PASSAGE FOR REVIEW.

Several days ago the Plain Dealer ran a front-page story entitled, “Does anybody really know what time it is?” It discussed the trivialities of how to decide when a decade begins and ends: if you want to be chronologically correct, then it ends with the year that is divisible by ten; but if you want to be culturally correct, then it includes only those years with the same tens-place number. So, the chronological decade that is ending this week went from 2011-2020, but what might be called the 2010s ended this time last year (2010-2019). Like I said, trivial, but still what we used to call “fun facts.”
The story then went on to speak of a man known as St. Dionysius Exiguus, or Dionysius the Humble. He was the person who gave us both the approximate date for the birth of Jesus – noting that event as happening in Year 1 – and also the designation AD or Anno Domini, meaning “in the year of the Lord.” In one sense we could call the work of St. Dionysius “the great reset.” To do so might be seen as clever, but it would miss out on the bigger picture, and that bigger picture is the event that caused him to want to revise the calendar.
The phrase “the great reset” is one that most people had never heard prior to 2020, and, to be honest, I am one of those people. I also had never heard of the World Economic Forum or of their director Klaus Schwab. As a person who gets nervous passing the “For the Betterment of All” sign in front of the NASA Glenn Research Center, I get a creepy dystopian Brave New World-1984 vibe when I hear about such initiatives.
What always takes that feeling away is the realization that no human – not Klaus Schwab or his friend Prince Charles, nor any of the other rich and powerful, known and unknown – is really in charge. And in the context of whatever plan the oligarchs intend on hatching, the real Great Reset has already happened, and it did so in what would have, at the time, been designated as 754 AUC (Ad Urbe Condita or “from the founding of the City” meaning Rome).
When a young virgin named Mary, descendant of King David, said “yes” to the invitation from God, through Gabriel, to be the mother of the Logos, the Second Person of the Blessed Trinity, the Messiah or Christ, she initiated the one and only Great Reset worthy of the name.

DATA.
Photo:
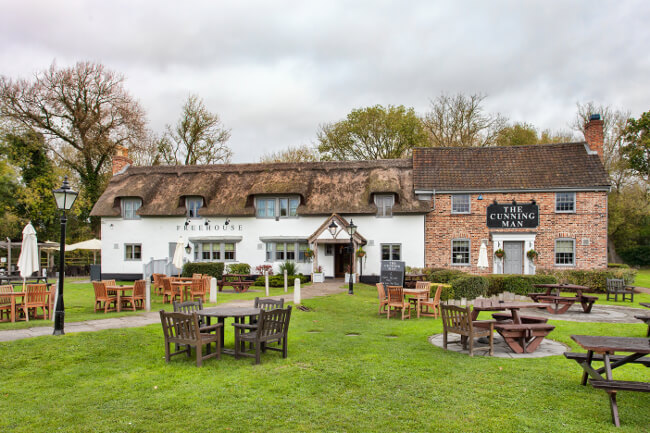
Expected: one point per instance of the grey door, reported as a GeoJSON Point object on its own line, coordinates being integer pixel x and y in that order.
{"type": "Point", "coordinates": [514, 260]}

QUESTIONS ON THE MATERIAL.
(a) In the reflection on the Great Reset, rewrite the paragraph beginning "Several days ago the Plain Dealer" as a short bulleted list that keeps its main facts.
(b) According to the reflection on the Great Reset, what takes away the writer's uneasy feeling about the World Economic Forum's initiatives? Answer in one to three sentences.
(c) Write the next part of the reflection on the Great Reset, picking up after its last sentence.

RESPONSES IN ORDER.
(a)
- The Plain Dealer ran a front-page story titled "Does anybody really know what time it is?" about how to decide when a decade begins and ends.
- Chronologically, a decade ends with the year divisible by ten, so the decade ending this week runs from 2011 to 2020.
- Culturally, a decade includes only years with the same tens-place number, so the 2010s (2010–2019) ended a year ago.
- These points are trivial but are still "fun facts."

(b) The feeling goes away once the writer realizes that no human is really in charge. That includes Klaus Schwab, Prince Charles and the rest of the rich and powerful, known or unknown. The writer also holds that the real Great Reset has already happened, in what was then called 754 AUC.

(c)
The people of that time period, and certainly in prior ages, were infected with a great disease. One could literally call it a pandemic. Like the present situation, many who were infected were, to their own experience, asymptomatic. Yet, unlike the world of 2020, no one was spared – except that young virgin named Mary and her Son Jesus.
The great disease was sin, and it had been transmitted from generation to generation from the time of our first parents. Of all the viruses known to humankind this was, and still is, the most deadly. It is the only thing that can, as the great Catholic philosopher Josef Pieper points out in The Christian Idea of Man, his brief work on virtue ethics, separate us “from the ultimate ground of being,” from God.
The Incarnation, the result of Mary’s “yes” to God, was the cure of this great disease and it has proven to literally have miraculous results. It was the Great Reset offered on behalf of the entire human race and it has enabled young and old, rich and poor, influential and obscure alike to be inoculated against the ravages of the only disease that is ultimately terrible and deadly.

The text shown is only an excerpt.